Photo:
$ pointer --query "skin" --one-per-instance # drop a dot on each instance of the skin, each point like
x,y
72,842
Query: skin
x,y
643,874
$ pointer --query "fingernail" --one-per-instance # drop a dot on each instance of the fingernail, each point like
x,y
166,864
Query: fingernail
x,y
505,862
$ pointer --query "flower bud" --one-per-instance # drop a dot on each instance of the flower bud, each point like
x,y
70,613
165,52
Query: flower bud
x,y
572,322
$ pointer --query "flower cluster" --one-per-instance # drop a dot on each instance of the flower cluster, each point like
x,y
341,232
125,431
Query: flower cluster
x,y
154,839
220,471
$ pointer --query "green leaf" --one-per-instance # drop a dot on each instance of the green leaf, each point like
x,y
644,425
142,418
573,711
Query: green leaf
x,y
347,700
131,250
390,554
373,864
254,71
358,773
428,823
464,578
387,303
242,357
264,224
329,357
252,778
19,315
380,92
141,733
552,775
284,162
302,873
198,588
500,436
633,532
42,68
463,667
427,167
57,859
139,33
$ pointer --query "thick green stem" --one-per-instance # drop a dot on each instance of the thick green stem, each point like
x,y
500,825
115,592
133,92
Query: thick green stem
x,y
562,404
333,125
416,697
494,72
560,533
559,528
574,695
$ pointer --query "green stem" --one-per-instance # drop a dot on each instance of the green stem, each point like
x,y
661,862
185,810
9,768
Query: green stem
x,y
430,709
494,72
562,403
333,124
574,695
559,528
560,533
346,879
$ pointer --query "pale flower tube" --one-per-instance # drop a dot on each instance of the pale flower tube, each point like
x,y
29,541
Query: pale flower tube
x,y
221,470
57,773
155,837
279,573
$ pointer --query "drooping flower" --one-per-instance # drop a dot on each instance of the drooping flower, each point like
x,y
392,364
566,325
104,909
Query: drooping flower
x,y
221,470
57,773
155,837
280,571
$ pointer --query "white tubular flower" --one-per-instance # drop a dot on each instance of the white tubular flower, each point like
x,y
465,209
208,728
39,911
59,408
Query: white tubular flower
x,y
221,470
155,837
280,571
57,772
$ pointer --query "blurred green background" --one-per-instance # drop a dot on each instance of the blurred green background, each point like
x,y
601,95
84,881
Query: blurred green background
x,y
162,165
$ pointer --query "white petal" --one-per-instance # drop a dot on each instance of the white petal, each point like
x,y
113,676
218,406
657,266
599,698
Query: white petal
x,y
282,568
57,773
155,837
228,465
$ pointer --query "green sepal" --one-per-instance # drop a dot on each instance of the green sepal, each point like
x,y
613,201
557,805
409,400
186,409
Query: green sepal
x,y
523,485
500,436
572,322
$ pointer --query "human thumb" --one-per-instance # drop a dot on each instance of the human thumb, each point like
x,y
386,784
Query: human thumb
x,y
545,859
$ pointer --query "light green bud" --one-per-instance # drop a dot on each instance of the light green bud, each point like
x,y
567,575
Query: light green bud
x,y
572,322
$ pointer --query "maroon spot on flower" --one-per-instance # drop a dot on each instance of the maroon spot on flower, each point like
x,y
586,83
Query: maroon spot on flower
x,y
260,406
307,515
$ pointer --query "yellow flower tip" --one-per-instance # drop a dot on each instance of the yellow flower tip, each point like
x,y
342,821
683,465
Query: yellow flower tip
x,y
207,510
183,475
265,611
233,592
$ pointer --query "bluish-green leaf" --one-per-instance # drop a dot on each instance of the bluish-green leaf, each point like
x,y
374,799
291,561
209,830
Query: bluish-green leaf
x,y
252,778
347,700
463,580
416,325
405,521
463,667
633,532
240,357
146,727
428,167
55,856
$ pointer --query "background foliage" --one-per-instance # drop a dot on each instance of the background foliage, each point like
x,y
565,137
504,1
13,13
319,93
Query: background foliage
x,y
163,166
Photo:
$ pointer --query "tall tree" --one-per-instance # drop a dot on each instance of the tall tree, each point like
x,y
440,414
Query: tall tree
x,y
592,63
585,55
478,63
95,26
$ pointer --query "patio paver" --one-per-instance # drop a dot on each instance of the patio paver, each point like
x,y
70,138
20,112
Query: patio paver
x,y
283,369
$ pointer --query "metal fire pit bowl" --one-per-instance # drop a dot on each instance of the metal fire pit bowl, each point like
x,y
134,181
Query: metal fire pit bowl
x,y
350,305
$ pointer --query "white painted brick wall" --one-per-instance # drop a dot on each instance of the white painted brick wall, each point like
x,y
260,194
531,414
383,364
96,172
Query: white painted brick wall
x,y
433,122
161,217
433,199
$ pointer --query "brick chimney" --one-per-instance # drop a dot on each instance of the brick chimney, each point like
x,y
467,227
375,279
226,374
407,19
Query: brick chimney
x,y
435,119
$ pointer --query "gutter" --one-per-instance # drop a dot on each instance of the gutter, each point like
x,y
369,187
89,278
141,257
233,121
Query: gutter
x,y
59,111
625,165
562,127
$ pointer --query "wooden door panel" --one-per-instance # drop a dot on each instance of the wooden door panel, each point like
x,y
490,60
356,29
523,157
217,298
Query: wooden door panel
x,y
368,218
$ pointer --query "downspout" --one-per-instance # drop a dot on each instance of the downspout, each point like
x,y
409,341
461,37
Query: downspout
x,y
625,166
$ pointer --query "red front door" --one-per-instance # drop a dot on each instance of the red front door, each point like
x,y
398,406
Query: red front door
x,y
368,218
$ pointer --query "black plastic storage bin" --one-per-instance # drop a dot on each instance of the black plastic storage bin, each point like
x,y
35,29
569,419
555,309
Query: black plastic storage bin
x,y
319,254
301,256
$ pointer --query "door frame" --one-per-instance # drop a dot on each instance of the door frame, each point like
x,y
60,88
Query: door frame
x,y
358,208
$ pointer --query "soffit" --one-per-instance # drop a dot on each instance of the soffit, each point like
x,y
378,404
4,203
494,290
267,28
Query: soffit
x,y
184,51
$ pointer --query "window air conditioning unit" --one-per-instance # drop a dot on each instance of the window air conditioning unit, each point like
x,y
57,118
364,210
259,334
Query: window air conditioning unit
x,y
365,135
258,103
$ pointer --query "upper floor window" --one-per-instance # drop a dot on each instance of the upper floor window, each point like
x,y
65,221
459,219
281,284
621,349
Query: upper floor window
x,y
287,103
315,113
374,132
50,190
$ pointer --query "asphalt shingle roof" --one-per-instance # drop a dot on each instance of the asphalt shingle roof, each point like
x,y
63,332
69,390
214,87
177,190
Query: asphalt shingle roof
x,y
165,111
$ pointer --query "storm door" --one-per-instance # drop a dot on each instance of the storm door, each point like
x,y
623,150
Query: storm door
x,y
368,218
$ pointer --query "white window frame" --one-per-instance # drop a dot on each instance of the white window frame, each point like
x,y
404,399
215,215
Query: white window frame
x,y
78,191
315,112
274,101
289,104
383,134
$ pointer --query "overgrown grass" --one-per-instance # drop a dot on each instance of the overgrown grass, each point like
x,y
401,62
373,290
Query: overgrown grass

————

- _Your objective_: From the entries above, copy every line that holds the word "overgrown".

- _Completed exercise_:
$ pointer --query "overgrown grass" --one-per-instance # drop a dot on each instance of the overgrown grass, each point like
Query: overgrown grass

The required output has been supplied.